Une des grandes qualités du peuple siamois est l’esprit de famille. Chez l’esclave, comme chez le seigneur, vous verrez donner les mêmes soins et les mêmes caresses aux enfants. Qu’il arrive un malheur à un membre de la famille, frère, cousin, etc., tous les parents à l’envi viendront s’unir, se cotiser, pour prévenir l’accident, s’il en est temps encore, ou pour l’alléger, dans le cas contraire. Il m’est arrivé vingt fois d’entrer dans une case d’esclaves, ou dans le palais du premier ministre, de prendre un enfant sur mes genoux et de le caresser ; aussitôt je voyais la joie se peindre sur le visage du père et de la mère ; tous deux me remerciaient avec effusion : Kopliai, kopliai, merci, merci, me répétaient-ils, et, une autre fois, si je passais devant leur demeure, « Viens donc chez nous, étranger, » me criait la mère. Ces petits détails indiquent clairement, il me semble, que ce peuple a du cœur ; et si, un jour, il s’éclaire et se civilise à notre contact, il retrouvera, j’en ai la conviction, ses autres facultés intellectuelles, qui ne sont qu’endormies.

Portail de la salle d’audience au palais royal de Siam. — Dessin de Thérond d’après une photographie.

** Enregistrements fournis **

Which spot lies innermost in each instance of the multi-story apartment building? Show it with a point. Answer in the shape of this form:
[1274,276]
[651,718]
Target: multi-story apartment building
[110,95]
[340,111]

** Travail demandé **
D'après l'extrait sur le peuple siamois, quelle qualité est citée comme l'une des grandes qualités de ce peuple ? Ces enregistrements ont une autre origine que l'extrait.

** Résultat **
L'esprit de famille.